◆ Brief 1 ◆
Decide whether each statement below agrees with the text on power calculations. Answer yes or no for (a) through (c), quoting the words of the text that settle each one.
(a) The power of a statistical test depends on the sample size.
(b) All five arguments of power.t.test must be supplied to get a result.
(c) The names function can be used to see the structure of a result.
◆ Brief 2 ◆
Write the next part of the text on power calculations, picking up after its last line.

◆ Document section ◆
START
Residual standard error: 0.9785 on 18 degrees of freedom
Multiple R-squared:  0.3952,    Adjusted R-squared:  0.3616 
F-statistic: 11.76 on 1 and 18 DF,  p-value: 0.002989

17.6 Power calculations

The power of a statistical test is the probability that the test will reject the null hypothesis when the alternative hypothesis is true. In other words, the power of a statistical test is the probability of not making a Type II error. The power of a statistical test depends on the significance level (alpha), the sample size, and the effect size.

The power.t.test function can be used to calculate the power of a one-sample t-test.

Looking at help("power.t.test"), we see that the function takes the following arguments:

n - sample size
delta - effect size
sd - standard deviation of the sample
sig.level - significance level
power - power

We need to supply four of these arguments to calculate the fifth. For example, if we want to calculate the power of a one-sample t-test with a sample size of 5, a standard deviation of 1, and an effect size of 1, we can use the following command:

power.t.test(n = 5, delta = 1, sd = 1, sig.level = 0.05)


     Two-sample t test power calculation 

              n = 5
          delta = 1
             sd = 1
      sig.level = 0.05
          power = 0.2859276
    alternative = two.sided

NOTE: n is number in *each* group

This gives a nice summary of the power calculation. We can also extract the power value from the result:

power.t.test(n = 5, delta = 1, sd = 1, 
             sig.level = 0.05, type='one.sample')$power

[1] 0.4013203

Tip

When getting results from a function that don’t look “computable” such as those from power.t.test, you can use the $ operator to extract the value you want. In this case, we want the power value from the result of power.t.test.

How would you know what to extract? You can use the names function or the str function to see the structure of the result. For example:

names(power.t.test(n = 5, delta = 1, sd = 1, 
             sig.level = 0.05, type='one.sample'))

[1] "n"           "delta"       "sd"          "sig.level"   "power"      
[6] "alternative" "note"        "method"
END
◆ Stored data ◆
START
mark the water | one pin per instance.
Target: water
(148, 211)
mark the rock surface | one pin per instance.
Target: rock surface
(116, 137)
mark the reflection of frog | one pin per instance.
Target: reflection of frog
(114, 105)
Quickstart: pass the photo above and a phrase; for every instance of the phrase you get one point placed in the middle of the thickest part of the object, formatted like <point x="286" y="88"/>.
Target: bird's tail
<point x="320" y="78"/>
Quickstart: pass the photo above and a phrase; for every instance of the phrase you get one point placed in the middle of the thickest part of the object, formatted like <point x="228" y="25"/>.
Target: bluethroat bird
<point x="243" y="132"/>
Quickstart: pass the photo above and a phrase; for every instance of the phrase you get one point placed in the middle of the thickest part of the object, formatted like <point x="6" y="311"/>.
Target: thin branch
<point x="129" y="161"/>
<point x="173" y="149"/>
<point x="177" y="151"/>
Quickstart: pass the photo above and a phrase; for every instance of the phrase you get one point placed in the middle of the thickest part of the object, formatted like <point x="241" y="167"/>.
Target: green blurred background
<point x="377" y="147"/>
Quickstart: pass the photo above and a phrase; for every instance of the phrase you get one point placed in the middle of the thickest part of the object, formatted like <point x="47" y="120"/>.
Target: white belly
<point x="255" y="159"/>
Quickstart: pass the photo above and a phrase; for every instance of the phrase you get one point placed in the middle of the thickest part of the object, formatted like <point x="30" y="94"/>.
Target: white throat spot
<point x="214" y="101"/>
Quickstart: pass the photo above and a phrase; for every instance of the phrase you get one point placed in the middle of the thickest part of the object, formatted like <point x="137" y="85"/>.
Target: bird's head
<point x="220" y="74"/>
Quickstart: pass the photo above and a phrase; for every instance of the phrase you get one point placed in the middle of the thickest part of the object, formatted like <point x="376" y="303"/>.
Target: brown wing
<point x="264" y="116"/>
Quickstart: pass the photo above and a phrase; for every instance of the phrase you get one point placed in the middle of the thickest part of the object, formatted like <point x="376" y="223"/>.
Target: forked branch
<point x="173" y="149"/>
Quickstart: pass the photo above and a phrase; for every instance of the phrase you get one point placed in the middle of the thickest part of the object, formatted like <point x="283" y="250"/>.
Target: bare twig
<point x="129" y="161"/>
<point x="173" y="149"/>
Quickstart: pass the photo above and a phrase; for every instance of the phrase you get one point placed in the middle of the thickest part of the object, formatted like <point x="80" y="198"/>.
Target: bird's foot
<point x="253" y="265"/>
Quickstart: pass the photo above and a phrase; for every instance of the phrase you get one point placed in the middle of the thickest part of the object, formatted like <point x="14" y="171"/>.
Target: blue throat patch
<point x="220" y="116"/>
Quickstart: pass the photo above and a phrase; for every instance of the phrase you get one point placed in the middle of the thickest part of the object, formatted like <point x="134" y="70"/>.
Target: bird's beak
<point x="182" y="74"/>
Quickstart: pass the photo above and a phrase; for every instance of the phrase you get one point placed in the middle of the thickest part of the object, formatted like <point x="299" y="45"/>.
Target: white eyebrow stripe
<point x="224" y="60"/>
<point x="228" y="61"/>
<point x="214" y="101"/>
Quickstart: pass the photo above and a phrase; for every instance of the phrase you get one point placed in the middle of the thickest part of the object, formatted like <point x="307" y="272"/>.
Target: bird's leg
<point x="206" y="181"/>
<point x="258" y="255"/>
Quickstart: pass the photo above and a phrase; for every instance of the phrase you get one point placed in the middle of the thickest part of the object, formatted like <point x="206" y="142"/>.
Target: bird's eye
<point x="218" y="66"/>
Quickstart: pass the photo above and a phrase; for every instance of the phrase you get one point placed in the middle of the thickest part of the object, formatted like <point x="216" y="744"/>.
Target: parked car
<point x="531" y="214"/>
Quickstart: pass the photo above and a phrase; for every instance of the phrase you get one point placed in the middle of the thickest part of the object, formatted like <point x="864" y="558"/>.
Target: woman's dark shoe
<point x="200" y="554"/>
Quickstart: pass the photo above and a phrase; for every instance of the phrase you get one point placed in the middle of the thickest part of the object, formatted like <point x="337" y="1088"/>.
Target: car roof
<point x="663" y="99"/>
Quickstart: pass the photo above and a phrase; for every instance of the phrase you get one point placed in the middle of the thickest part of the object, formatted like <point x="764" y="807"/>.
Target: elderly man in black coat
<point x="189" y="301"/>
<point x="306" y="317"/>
END
◆ Task output 1 ◆
(a) Yes: "The power of a statistical test depends on the significance level (alpha), the sample size, and the effect size."
(b) No: "We need to supply four of these arguments to calculate the fifth."
(c) Yes: "You can use the names function or the str function to see the structure of the result."

◆ Task output 2 ◆
# or 
str(power.t.test(n = 5, delta = 1, sd = 1, 
             sig.level = 0.05, type='one.sample'))

List of 8
 $ n          : num 5
 $ delta      : num 1
 $ sd         : num 1
 $ sig.level  : num 0.05
 $ power      : num 0.401
 $ alternative: chr "two.sided"
 $ note       : NULL
 $ method     : chr "One-sample t test power calculation"
 - attr(*, "class")= chr "power.htest"

Alternatively, we may know a lot about our experimental system and want to calculate the sample size needed to achieve a certain power. For example, if we want to achieve a power of 0.8 with a standard deviation of 1 and an effect size of 1, we can use the following command:

power.t.test(delta = 1, sd = 1, sig.level = 0.05, power = 0.8, type = "one.sample")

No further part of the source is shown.